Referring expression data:

■ ■ ■

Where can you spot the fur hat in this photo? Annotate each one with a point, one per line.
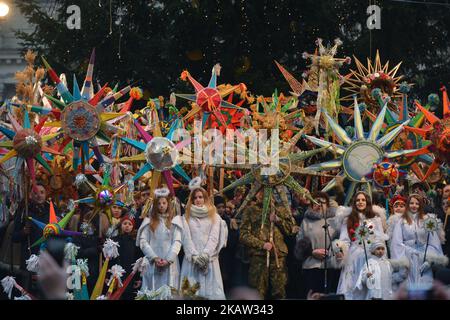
(128, 218)
(397, 198)
(376, 243)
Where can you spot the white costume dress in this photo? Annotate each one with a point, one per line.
(203, 236)
(354, 259)
(164, 243)
(410, 240)
(392, 221)
(379, 285)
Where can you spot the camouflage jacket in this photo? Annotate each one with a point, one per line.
(254, 238)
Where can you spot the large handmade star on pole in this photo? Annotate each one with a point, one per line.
(83, 116)
(261, 177)
(357, 155)
(53, 227)
(437, 131)
(159, 154)
(208, 100)
(104, 195)
(25, 144)
(374, 75)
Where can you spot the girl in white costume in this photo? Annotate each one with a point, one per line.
(159, 238)
(377, 276)
(352, 256)
(204, 235)
(409, 239)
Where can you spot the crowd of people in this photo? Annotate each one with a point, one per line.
(316, 249)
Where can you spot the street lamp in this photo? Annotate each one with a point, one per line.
(4, 10)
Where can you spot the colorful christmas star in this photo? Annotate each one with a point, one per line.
(83, 117)
(53, 227)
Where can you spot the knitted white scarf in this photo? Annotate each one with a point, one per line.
(199, 212)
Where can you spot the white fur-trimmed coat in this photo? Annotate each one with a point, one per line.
(354, 257)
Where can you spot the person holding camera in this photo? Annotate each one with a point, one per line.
(319, 228)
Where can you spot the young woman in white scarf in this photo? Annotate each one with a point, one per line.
(352, 256)
(410, 238)
(204, 235)
(159, 238)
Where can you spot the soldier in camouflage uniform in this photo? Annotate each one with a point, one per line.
(258, 242)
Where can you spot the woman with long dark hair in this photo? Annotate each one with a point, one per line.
(159, 238)
(410, 239)
(352, 255)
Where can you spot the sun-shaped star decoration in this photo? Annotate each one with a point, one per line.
(405, 139)
(437, 131)
(264, 175)
(357, 155)
(104, 196)
(25, 144)
(159, 154)
(208, 100)
(53, 227)
(367, 78)
(83, 117)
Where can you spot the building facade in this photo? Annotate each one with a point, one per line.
(11, 59)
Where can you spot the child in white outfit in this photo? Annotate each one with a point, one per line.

■ ■ ■

Directions for this task >> Repeat the records above word for word, apart from the pictures.

Completed exercise >>
Where can you spot the fur hat in this photo? Annotate each one with a point, one per line.
(128, 218)
(397, 198)
(376, 243)
Where can you spot the white costume dress in this photo? Annotate each one with a point, one per line.
(203, 236)
(354, 259)
(164, 243)
(410, 240)
(392, 221)
(379, 285)
Where can you spot the camouflage jacket in this photo? Annotate each one with a point, one per line.
(254, 238)
Where can you spot the large handmade star on pole in this photo? Annotate each one with a point, one per line.
(83, 116)
(261, 177)
(357, 155)
(53, 227)
(437, 131)
(159, 154)
(208, 100)
(104, 195)
(25, 144)
(374, 75)
Where can you spot the girl in white costume in this photo? Annotate each one with a point, one per line.
(159, 238)
(377, 276)
(352, 256)
(204, 235)
(409, 239)
Where can you spot the crowd of people in this photo? Annotate each one with a point, one per line.
(316, 249)
Where can you spot the street lamp in this photo? Annotate each one with a point, one per line.
(4, 10)
Where can you spot the colorful christmas star in this photo? Annotate each one with a point, one per line.
(83, 117)
(53, 227)
Where can you spot the knitted white scarf in this photo? Annotate each one with a point, one per line.
(199, 212)
Where can you spot the white fur-trimmed coat in this photo? Annotate each one with a point, one per line.
(354, 257)
Where can you spot the person holding camera in this photo? Annotate each one with a point, one per line.
(319, 228)
Where can you spot the young woman in white scarf in this photo? Annotate each one with a point, one per line.
(352, 256)
(410, 238)
(204, 235)
(159, 238)
Where can you spot the soldier in camouflage uniform in this photo? Annotate each one with a point, one per line.
(258, 242)
Where can you spot the woman with long dark hair in this photo? Annotate each one with a point, one per line.
(159, 238)
(410, 239)
(352, 255)
Where can you spot the sun-shaped star decoration in this photo? Annotate each one with a point, one per line.
(405, 139)
(437, 131)
(264, 175)
(357, 155)
(104, 196)
(25, 144)
(159, 154)
(208, 100)
(53, 227)
(367, 78)
(83, 117)
Where can you spot the building facade in this photo? Annotate each one with a point, one per line.
(11, 59)
Where can you spot the child in white outfit in this photo? Annotate each one with a point, one per line.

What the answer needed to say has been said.